--- START OF Source passage ---
Название: Tamerlane: Sword of Islam, Conqueror of the World
Автор: Justin Marozzi
Издательство: HarperCollins
Жанр: Историческая литература
isbn: 9780007369737
isbn:
For Tamburlaine rises beyond the mortal sphere. As the Persian lord Theridamas remarks on first seeing this ‘Scythian shepherd’ early in Act I:
His looks do menace heaven and dare the gods,
His fiery eyes are fixed upon the earth …
Tamburlaine, the audience rapidly discovers, is interested only in omnipotence:
I hold the Fates bound fast in iron chains,
And with my hand turn Fortune’s wheel about,
And sooner shall the sun fall from his sphere,
Than Tamburlaine be slain or overcome.
After routing his Arabian and Egyptian enemy at the close of Part I, he explains his victory to the Soldan of Egypt, who is mourning the loss of his throne. The god of war has resigned to Tamburlaine, the defeated Egyptian is told, and will soon make him ‘general of the world’. Even Jove suddenly looks ‘pale and wan’, fearing Tamburlaine is about to dethrone him. Not content with comparing himself favourably to the gods, he throws down the gauntlet to the Prophet Mohammed, burning the Koran and daring him out of the heavens:
Now, Mahomet, if thou have any power,
Come down thyself and work a miracle.
--- END OF Source passage ---
• **The exercise**:
Can you write out the Tamburlaine passage again, starting with "After routing his" and going on through "work a miracle.", with "Jove" replaced by "Jupiter"?
--- START OF Material ---
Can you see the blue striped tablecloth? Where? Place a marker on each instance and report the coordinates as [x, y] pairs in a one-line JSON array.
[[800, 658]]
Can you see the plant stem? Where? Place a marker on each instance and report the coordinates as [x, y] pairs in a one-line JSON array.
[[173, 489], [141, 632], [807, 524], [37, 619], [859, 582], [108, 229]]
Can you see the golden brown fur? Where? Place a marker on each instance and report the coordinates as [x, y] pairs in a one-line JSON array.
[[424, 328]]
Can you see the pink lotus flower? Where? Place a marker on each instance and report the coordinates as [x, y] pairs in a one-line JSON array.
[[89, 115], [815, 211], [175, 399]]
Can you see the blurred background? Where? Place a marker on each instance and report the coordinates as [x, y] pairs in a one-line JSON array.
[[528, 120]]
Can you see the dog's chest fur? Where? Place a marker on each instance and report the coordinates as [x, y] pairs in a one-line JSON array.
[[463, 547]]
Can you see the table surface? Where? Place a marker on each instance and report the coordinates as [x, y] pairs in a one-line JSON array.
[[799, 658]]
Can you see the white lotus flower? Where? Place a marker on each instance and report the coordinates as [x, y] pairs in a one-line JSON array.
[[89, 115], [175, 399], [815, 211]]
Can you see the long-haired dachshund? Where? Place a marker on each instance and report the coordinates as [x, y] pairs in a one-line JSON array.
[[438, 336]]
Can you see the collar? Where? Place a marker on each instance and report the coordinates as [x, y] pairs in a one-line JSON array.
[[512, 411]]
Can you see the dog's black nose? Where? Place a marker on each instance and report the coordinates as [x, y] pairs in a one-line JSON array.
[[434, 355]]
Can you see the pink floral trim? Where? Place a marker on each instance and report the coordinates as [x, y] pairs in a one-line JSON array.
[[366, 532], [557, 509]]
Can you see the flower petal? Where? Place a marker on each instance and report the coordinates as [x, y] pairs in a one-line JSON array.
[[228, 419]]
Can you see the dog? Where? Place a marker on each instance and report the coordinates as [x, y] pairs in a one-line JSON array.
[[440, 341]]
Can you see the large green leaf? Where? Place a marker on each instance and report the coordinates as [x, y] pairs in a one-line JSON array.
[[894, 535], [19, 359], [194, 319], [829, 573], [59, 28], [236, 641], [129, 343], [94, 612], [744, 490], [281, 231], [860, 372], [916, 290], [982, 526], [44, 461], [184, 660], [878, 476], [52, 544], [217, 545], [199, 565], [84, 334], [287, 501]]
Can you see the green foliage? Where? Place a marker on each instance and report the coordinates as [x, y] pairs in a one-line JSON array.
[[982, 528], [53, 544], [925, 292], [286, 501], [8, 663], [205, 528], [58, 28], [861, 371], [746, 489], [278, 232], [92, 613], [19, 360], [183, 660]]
--- END OF Material ---
• **Output of the task**:
After routing his Arabian and Egyptian enemy at the close of Part I, he explains his victory to the Soldan of Egypt, who is mourning the loss of his throne. The god of war has resigned to Tamburlaine, the defeated Egyptian is told, and will soon make him ‘general of the world’. Even Jupiter suddenly looks ‘pale and wan’, fearing Tamburlaine is about to dethrone him. Not content with comparing himself favourably to the gods, he throws down the gauntlet to the Prophet Mohammed, burning the Koran and daring him out of the heavens:
Now, Mahomet, if thou have any power,
Come down thyself and work a miracle.